Look below for the line with "the white cloud". Extract that line and each one after it through the last, word for word.
==== Materials provided ====
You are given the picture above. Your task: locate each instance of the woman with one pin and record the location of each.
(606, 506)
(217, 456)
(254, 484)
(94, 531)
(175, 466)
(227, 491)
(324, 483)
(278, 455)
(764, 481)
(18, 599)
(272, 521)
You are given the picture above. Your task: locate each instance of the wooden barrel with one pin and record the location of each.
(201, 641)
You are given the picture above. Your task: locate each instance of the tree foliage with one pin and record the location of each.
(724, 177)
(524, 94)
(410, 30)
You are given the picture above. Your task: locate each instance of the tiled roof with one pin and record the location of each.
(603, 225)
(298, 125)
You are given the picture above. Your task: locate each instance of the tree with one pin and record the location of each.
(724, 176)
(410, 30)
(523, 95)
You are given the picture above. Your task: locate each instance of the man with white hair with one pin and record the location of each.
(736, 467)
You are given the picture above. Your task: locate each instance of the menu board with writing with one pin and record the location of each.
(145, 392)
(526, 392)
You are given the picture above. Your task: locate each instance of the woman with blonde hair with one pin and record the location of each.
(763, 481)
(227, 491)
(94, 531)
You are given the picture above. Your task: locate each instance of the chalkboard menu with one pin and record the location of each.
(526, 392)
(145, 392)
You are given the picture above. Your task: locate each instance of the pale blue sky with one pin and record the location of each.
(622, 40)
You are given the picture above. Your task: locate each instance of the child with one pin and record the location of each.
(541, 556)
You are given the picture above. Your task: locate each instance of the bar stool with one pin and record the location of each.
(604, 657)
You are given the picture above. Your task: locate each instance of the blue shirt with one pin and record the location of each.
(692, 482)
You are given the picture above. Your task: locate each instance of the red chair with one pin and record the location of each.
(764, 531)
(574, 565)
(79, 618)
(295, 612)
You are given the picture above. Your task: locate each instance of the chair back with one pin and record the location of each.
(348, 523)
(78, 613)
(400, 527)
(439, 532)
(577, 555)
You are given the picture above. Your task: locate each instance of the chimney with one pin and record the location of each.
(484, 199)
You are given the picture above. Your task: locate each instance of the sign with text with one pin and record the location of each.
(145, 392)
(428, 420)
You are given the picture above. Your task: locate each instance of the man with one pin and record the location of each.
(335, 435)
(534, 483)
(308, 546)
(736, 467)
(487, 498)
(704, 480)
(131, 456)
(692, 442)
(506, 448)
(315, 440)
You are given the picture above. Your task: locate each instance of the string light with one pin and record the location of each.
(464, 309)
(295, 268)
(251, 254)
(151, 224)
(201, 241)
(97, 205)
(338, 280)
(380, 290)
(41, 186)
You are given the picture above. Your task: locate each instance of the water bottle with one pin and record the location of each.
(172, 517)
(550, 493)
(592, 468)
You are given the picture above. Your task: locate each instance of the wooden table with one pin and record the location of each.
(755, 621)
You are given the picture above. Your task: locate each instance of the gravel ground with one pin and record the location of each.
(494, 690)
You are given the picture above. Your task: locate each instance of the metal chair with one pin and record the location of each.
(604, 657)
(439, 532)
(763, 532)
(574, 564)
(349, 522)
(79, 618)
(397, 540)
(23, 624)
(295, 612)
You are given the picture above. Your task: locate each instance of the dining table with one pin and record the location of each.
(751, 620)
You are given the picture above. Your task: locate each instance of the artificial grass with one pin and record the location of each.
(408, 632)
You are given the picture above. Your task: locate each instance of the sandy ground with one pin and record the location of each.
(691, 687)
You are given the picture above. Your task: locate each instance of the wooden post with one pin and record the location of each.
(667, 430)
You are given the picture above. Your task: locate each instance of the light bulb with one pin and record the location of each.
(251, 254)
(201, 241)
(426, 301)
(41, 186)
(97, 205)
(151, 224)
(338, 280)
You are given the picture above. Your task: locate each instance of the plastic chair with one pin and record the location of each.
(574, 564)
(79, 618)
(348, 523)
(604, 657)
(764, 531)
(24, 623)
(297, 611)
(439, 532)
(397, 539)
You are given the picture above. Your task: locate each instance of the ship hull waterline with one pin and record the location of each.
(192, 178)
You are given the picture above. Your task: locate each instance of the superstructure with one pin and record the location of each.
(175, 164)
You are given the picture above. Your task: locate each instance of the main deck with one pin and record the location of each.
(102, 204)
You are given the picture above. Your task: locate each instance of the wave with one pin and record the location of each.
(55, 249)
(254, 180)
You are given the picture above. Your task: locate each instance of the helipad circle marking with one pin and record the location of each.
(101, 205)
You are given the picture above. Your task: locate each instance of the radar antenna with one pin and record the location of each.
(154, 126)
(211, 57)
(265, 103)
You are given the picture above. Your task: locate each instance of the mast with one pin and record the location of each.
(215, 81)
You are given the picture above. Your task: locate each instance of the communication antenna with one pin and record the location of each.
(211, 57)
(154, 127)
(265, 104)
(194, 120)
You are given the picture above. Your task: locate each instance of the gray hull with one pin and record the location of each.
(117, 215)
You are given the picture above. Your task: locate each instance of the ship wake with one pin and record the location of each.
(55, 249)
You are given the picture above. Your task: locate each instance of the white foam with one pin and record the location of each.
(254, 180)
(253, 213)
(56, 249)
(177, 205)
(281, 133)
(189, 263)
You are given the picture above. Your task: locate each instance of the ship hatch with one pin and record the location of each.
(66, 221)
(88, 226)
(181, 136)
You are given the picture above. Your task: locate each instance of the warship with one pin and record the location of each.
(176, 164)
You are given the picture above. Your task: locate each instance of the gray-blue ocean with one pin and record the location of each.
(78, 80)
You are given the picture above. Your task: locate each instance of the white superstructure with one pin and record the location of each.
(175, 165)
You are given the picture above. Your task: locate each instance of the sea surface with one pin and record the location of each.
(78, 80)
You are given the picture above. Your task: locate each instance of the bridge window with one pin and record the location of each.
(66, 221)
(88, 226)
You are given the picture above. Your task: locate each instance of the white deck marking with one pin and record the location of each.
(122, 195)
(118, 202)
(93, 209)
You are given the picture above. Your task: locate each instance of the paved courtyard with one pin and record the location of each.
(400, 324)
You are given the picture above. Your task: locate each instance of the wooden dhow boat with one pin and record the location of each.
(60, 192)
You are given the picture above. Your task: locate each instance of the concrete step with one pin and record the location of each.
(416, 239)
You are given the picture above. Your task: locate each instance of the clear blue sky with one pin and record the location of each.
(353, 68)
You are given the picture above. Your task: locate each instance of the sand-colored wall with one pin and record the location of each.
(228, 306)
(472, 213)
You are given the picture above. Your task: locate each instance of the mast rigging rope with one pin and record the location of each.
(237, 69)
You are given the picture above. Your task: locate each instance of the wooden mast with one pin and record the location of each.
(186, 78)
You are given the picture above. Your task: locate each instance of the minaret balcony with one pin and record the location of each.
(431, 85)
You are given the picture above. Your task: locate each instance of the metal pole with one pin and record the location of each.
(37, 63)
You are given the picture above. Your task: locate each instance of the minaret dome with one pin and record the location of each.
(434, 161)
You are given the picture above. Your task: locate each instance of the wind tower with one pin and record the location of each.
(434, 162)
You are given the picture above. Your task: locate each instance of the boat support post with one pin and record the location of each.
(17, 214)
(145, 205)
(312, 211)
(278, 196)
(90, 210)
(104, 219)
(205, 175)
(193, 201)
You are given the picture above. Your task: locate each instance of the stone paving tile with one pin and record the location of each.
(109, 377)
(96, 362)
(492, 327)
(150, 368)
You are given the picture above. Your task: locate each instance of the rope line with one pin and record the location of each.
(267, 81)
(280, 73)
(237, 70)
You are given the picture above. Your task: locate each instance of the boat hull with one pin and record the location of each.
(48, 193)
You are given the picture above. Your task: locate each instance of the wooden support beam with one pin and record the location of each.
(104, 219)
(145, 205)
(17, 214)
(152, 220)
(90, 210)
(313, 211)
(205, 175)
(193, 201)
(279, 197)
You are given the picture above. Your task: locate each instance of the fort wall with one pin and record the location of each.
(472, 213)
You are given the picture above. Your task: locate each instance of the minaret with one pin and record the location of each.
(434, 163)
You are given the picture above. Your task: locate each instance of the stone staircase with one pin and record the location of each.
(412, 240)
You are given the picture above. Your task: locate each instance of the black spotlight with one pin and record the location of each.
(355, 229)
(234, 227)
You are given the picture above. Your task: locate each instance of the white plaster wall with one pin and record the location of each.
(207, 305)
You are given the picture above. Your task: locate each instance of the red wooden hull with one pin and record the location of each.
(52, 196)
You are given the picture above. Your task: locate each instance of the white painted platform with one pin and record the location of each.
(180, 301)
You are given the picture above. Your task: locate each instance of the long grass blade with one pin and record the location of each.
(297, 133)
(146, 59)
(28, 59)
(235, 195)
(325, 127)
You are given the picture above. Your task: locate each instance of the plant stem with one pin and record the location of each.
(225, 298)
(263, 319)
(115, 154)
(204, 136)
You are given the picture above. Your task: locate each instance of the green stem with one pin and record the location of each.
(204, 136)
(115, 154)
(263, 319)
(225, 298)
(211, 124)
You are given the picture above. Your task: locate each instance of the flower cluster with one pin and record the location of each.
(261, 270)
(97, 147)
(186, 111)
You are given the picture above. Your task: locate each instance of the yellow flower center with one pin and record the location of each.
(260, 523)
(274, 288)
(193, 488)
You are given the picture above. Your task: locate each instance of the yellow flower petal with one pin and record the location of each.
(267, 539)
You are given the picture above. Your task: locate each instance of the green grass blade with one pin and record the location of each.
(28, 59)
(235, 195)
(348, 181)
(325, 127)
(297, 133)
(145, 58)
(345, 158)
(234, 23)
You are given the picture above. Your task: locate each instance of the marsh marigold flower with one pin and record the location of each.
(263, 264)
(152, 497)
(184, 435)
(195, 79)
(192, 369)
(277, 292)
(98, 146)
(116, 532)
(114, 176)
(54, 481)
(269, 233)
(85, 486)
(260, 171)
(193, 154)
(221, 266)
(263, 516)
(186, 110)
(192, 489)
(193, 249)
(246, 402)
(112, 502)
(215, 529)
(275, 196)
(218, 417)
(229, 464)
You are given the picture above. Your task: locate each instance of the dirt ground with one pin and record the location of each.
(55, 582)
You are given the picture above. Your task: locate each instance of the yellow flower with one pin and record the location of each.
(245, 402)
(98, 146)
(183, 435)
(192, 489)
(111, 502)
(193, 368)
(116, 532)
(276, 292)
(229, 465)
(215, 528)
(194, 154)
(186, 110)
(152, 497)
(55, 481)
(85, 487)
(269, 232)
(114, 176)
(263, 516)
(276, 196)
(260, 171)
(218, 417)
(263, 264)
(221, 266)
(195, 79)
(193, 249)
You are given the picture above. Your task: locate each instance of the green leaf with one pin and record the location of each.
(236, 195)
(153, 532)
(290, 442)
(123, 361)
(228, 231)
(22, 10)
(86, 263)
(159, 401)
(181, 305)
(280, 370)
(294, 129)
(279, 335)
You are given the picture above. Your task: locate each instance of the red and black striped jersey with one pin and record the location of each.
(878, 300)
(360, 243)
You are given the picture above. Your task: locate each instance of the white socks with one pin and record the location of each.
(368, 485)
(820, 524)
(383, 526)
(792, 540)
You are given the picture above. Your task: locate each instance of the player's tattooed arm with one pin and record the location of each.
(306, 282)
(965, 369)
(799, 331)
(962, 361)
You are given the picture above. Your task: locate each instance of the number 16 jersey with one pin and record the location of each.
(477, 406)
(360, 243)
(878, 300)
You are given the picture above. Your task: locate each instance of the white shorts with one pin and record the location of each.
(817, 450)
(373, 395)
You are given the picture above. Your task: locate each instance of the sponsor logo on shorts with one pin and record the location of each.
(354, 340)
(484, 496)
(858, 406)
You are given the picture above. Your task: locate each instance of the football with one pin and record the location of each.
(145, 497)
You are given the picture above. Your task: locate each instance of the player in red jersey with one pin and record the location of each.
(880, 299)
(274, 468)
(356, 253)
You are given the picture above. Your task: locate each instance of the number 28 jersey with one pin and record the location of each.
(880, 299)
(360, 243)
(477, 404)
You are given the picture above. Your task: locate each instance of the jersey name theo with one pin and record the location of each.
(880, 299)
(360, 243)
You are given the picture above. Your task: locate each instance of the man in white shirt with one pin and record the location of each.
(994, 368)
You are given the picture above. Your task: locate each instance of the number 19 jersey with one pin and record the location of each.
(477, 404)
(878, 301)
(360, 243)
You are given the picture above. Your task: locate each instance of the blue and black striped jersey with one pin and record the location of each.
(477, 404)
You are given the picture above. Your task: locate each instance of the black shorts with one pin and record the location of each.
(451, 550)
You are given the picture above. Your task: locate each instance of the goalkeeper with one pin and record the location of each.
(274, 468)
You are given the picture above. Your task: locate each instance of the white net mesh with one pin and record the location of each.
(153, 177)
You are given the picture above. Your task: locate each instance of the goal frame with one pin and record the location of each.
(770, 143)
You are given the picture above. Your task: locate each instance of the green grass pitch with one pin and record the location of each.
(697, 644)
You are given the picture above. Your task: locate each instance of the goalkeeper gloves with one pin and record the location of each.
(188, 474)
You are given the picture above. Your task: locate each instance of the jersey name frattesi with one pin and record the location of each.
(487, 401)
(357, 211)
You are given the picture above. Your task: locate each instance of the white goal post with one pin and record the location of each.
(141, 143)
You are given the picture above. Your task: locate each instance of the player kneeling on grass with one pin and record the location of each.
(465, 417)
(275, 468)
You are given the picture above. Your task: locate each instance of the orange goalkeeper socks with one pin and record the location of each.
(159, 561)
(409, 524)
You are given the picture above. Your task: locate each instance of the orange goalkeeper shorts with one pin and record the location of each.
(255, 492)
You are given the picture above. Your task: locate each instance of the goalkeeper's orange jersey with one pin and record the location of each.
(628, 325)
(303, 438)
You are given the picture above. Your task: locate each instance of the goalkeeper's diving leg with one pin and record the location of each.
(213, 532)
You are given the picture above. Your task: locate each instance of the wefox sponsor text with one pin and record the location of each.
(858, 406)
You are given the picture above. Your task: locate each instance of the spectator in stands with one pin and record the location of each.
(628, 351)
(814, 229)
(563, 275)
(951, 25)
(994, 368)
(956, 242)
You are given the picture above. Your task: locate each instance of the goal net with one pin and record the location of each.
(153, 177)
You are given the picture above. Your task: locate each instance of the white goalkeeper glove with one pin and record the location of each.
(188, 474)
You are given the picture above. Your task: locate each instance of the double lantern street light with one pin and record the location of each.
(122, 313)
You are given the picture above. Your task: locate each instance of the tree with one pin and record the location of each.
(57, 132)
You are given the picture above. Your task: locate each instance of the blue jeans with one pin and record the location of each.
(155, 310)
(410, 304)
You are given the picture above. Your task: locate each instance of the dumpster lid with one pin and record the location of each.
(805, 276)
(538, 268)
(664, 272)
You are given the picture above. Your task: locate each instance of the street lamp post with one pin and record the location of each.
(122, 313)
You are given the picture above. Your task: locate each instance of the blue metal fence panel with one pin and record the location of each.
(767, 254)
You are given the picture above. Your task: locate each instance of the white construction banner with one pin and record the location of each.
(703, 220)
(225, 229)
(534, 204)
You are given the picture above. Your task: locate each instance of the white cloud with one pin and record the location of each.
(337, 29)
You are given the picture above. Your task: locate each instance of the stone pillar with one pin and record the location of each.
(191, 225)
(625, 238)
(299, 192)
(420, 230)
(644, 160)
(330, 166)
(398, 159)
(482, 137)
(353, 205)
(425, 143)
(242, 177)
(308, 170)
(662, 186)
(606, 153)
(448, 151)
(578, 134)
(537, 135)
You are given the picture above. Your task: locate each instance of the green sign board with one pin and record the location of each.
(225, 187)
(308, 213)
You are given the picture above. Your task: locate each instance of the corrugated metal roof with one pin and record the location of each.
====
> Full answer:
You are given the picture above. Your task: locate each instance of the white cloud with one pin and record the location of each.
(337, 29)
You are given the picture above. Your task: locate each instance of the stone pillar with one pin and record the location of each.
(191, 225)
(625, 238)
(299, 192)
(420, 230)
(644, 160)
(330, 166)
(398, 159)
(482, 137)
(353, 205)
(425, 143)
(242, 177)
(308, 170)
(662, 186)
(606, 153)
(448, 151)
(578, 134)
(537, 135)
You are given the picture above. Your task: locate each instance of the green sign board with one pin and record the location of each.
(225, 187)
(308, 213)
You are given the picture above. Your task: locate each instance of the corrugated metal roof with one pin and record the location of each.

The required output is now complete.